Repeat all the records, precisely as given.

#### RECORDS SUPPLIED ####

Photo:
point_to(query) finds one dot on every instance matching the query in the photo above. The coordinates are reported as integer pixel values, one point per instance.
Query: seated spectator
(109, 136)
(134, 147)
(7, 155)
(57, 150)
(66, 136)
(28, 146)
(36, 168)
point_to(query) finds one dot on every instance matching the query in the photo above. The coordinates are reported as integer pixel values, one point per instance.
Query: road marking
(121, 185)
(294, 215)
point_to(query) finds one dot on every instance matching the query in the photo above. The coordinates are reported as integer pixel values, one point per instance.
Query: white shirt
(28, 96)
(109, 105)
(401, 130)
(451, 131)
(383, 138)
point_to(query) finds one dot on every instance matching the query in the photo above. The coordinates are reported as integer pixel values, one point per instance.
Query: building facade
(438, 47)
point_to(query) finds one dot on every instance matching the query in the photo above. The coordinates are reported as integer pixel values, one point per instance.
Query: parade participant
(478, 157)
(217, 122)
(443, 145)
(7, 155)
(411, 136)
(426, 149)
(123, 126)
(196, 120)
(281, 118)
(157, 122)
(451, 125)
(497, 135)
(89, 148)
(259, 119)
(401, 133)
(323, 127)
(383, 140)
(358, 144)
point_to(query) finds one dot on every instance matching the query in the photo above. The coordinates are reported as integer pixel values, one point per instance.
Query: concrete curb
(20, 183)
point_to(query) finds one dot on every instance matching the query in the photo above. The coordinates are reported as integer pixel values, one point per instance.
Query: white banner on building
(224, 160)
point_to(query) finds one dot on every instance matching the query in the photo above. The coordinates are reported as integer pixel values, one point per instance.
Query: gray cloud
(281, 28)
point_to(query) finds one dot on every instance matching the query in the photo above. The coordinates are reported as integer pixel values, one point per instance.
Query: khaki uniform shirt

####

__YOUR SOLUTION__.
Photo:
point_to(query) finds one dot on every instance matching the query in the photo above. The coordinates are reported as integer pixel values, one point per instance.
Query: seated spectator
(109, 136)
(134, 147)
(7, 155)
(57, 150)
(66, 136)
(28, 146)
(36, 168)
point_to(query) finds one dot on every instance matching the query in the photo above. The coordinates are reported as integer pixel values, one point per instance.
Query: road marking
(121, 185)
(294, 215)
point_to(query) finds one dot on every instance matching the query in the photo above. The coordinates are reported as integer pixel values, one point per instance.
Query: white shirt
(28, 96)
(109, 105)
(401, 130)
(451, 131)
(383, 138)
point_to(query) finds one dot on every instance matching the query in the photo above. The coordinates are reported as integer pixel values, one point per instance.
Query: building facade
(438, 47)
point_to(query) finds one dot on every instance matching the query in the photo above. The coordinates are reported as integer pixel values, one point per instance.
Query: parade participant
(478, 157)
(217, 122)
(443, 145)
(7, 155)
(411, 136)
(426, 149)
(123, 126)
(196, 120)
(281, 118)
(157, 122)
(451, 125)
(497, 135)
(89, 148)
(259, 119)
(401, 133)
(323, 127)
(383, 140)
(358, 144)
point_to(query) finds one dot on every instance matching the query in the photo above. The coordinates are reported as integer pixel values, one point per instance.
Query: concrete curb
(20, 183)
point_to(query) finds one dot on every instance matching the query in the photo above. The coordinates are reported as integer pixel values, one point per instance.
Query: white banner on building
(224, 160)
point_to(query) finds one dot on every instance matching the query in the photo above. The coordinates are reported as integer pixel values, one point per instance.
Query: gray cloud
(281, 28)
point_to(query) finds one dot on every instance matching the query in the photo above. The coordinates are reported as integer pixel values, one point per instance.
Query: khaki uniform shirt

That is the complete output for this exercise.